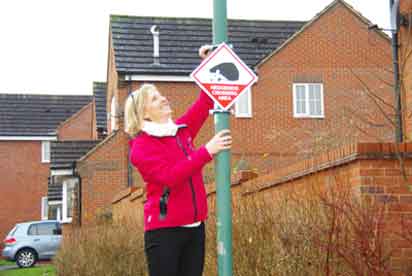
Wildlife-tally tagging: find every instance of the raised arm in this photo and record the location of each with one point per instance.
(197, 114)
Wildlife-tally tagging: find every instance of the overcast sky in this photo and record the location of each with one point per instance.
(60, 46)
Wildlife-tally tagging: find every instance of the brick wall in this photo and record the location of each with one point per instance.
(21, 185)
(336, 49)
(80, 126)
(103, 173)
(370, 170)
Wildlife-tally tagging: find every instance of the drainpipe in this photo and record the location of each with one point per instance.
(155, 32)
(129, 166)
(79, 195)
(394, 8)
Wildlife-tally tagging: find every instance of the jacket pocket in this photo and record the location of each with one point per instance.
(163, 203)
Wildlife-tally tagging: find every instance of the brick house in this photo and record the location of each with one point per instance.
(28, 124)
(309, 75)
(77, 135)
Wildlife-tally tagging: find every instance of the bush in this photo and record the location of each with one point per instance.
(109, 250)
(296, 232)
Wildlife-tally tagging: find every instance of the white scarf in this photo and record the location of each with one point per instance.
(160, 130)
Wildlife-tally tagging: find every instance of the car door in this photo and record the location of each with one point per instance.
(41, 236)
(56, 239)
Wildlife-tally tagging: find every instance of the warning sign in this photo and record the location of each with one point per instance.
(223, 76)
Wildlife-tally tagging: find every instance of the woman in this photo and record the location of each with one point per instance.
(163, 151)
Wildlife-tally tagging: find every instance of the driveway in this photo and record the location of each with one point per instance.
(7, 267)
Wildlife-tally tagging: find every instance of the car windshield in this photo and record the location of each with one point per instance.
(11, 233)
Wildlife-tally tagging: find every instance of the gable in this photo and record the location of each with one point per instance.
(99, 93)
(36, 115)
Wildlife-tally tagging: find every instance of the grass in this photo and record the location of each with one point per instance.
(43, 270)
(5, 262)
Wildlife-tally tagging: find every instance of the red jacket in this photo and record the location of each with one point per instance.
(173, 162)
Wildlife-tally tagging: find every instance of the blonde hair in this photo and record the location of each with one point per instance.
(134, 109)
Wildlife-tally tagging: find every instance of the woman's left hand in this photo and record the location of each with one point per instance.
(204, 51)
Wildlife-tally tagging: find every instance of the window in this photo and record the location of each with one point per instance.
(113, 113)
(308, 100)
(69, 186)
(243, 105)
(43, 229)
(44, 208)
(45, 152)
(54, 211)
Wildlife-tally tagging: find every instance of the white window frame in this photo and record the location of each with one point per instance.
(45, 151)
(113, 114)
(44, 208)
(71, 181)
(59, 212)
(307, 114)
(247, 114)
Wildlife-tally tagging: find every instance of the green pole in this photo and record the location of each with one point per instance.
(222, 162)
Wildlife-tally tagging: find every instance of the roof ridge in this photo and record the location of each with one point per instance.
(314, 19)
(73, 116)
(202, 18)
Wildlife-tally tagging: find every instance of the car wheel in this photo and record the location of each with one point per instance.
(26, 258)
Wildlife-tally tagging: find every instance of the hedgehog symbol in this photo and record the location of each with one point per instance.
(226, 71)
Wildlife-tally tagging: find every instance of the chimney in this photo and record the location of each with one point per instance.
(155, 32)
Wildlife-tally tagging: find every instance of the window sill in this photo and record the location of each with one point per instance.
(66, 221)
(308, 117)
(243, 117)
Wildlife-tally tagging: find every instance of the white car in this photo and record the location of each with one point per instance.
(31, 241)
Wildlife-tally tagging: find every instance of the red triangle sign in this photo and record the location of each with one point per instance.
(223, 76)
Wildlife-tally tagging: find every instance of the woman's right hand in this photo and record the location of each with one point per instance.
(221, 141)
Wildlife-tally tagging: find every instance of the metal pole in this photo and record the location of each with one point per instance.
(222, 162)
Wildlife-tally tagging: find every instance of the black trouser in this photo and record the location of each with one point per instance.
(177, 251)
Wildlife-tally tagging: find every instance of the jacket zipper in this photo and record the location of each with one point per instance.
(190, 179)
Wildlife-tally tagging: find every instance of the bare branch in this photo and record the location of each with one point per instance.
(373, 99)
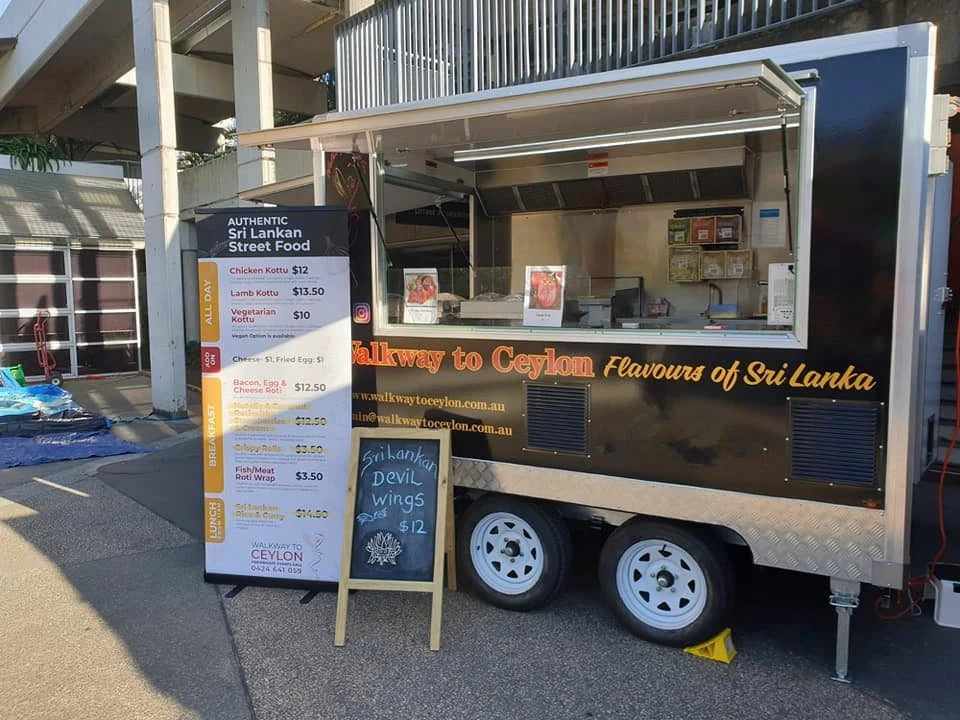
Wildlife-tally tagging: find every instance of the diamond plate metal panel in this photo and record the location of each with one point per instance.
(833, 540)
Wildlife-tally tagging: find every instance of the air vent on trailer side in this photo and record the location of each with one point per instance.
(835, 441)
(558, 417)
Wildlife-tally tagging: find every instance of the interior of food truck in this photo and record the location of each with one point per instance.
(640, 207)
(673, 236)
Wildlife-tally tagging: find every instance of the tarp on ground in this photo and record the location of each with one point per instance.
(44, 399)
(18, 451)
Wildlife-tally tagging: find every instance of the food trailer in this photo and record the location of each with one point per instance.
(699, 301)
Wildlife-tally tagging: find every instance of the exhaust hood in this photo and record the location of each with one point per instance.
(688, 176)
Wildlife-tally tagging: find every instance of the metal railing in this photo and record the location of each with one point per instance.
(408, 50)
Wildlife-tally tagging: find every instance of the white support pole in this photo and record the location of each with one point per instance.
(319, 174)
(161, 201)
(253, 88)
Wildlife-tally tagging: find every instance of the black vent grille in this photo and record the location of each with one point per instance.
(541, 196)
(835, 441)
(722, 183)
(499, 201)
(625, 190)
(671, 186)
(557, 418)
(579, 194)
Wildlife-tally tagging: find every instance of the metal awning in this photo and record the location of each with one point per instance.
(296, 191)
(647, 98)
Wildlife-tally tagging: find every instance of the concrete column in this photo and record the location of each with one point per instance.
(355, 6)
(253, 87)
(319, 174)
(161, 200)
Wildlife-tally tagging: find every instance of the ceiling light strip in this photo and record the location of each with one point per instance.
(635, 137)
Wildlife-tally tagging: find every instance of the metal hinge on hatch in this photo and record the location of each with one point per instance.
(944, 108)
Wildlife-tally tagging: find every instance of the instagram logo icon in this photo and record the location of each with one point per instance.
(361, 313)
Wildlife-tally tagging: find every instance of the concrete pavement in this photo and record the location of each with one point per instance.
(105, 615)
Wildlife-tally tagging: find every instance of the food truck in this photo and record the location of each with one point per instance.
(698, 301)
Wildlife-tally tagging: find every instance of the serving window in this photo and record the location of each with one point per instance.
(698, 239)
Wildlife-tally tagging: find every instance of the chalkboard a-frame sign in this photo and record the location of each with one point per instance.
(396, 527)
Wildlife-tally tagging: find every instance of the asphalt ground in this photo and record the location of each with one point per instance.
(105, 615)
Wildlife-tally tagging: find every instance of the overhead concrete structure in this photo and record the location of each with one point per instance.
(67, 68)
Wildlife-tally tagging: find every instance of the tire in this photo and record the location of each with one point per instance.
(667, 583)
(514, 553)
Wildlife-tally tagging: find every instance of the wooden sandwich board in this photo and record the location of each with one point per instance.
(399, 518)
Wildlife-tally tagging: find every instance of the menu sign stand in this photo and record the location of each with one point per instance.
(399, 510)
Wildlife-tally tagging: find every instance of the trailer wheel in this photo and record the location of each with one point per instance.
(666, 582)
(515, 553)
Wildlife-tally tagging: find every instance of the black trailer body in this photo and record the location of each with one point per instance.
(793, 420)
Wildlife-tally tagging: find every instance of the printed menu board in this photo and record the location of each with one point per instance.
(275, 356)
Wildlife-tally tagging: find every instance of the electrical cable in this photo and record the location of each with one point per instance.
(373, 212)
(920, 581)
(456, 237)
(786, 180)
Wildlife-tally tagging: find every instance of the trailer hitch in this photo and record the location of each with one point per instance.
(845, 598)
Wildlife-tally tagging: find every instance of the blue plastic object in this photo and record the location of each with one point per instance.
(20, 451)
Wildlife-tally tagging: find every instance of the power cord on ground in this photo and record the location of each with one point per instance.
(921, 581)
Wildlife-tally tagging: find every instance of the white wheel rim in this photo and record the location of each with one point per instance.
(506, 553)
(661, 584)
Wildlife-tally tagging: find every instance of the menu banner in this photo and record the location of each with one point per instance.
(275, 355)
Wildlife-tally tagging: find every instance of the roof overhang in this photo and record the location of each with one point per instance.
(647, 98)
● ● ● ● ● ● ●
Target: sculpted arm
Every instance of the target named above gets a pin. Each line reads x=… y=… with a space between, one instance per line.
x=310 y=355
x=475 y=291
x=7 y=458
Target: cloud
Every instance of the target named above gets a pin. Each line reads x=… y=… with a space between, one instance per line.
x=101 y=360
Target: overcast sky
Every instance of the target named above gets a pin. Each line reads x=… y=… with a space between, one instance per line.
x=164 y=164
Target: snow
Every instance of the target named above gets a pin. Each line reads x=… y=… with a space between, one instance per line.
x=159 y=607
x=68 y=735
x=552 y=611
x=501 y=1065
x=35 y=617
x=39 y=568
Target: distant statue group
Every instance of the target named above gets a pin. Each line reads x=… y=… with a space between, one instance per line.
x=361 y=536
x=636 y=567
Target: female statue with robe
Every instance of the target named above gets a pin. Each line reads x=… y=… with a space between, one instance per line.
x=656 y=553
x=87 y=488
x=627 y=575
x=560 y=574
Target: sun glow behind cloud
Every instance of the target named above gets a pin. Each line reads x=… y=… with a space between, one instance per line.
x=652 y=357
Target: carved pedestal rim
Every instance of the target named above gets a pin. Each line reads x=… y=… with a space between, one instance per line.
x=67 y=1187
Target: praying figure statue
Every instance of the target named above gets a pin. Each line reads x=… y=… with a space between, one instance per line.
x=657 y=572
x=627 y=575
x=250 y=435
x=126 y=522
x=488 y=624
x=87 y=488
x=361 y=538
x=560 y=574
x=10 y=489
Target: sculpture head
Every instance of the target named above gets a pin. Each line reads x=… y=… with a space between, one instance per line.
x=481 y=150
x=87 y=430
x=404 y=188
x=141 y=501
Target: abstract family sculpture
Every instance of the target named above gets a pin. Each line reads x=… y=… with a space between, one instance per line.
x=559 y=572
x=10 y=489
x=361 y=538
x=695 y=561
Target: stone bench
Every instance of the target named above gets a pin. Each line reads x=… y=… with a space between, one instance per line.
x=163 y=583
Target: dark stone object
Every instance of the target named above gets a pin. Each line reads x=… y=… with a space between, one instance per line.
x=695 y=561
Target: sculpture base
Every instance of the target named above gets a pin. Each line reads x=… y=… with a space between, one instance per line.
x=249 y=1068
● ● ● ● ● ● ●
WHAT THE TASK ASKS -
Copy out the lines from the rows above word for word. Start at the line that contains "Target: sculpture base" and stop after the line that contains "x=249 y=1068".

ANSWER FOR THIS EXERCISE -
Target: sculpture base
Every instance of the target named above gets a pin. Each line reads x=… y=… with a space between, one instance per line.
x=249 y=1068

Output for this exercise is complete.